What you should do:
In the entries below, the lines from the one with "bush, one per instance" through the one with "shrub, one per instance" are to be copied exactly; both ends count.

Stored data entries

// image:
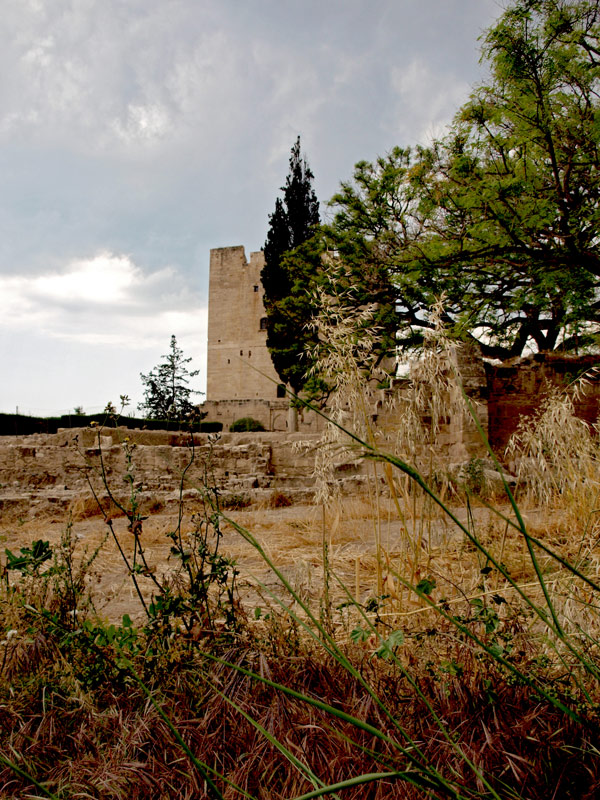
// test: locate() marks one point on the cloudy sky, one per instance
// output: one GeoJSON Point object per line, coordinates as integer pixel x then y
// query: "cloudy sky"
{"type": "Point", "coordinates": [136, 135]}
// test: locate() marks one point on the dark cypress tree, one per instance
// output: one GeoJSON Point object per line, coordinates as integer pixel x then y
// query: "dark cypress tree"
{"type": "Point", "coordinates": [287, 280]}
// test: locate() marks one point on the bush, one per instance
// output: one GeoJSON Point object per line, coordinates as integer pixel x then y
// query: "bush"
{"type": "Point", "coordinates": [246, 424]}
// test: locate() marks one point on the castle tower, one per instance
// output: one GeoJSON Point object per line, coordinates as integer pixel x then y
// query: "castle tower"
{"type": "Point", "coordinates": [237, 332]}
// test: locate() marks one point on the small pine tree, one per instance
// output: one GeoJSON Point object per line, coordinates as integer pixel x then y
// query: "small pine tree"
{"type": "Point", "coordinates": [166, 393]}
{"type": "Point", "coordinates": [286, 280]}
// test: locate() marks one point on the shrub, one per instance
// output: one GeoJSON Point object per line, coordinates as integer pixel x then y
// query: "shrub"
{"type": "Point", "coordinates": [246, 424]}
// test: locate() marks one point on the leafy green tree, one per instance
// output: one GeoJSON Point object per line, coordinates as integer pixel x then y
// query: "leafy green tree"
{"type": "Point", "coordinates": [166, 391]}
{"type": "Point", "coordinates": [291, 267]}
{"type": "Point", "coordinates": [501, 217]}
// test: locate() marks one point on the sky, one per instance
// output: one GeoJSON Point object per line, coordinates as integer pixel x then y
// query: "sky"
{"type": "Point", "coordinates": [136, 135]}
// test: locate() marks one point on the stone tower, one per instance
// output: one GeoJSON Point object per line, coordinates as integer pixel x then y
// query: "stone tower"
{"type": "Point", "coordinates": [237, 334]}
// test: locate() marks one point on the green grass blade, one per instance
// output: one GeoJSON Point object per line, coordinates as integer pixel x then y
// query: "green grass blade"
{"type": "Point", "coordinates": [24, 774]}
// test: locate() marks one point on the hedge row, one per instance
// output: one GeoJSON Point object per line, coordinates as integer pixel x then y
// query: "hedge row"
{"type": "Point", "coordinates": [21, 425]}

Response to this task:
// test: locate() marks one point on the bush, one per instance
// output: one GeoJSON Point object per line, coordinates as integer pixel x then y
// query: "bush"
{"type": "Point", "coordinates": [246, 424]}
// test: locate() marks one point on the castle tower, one per instance
// output: one GeoJSON Point object per line, coordinates as integer pixel x then y
// query: "castle tower"
{"type": "Point", "coordinates": [237, 332]}
// test: locate() marks one point on the small pine tree, one per instance
// output: one GeoJSON Point object per line, coordinates as integer pixel x then y
// query: "small pine tree"
{"type": "Point", "coordinates": [166, 393]}
{"type": "Point", "coordinates": [286, 280]}
// test: locate() marks one point on the shrub, one per instance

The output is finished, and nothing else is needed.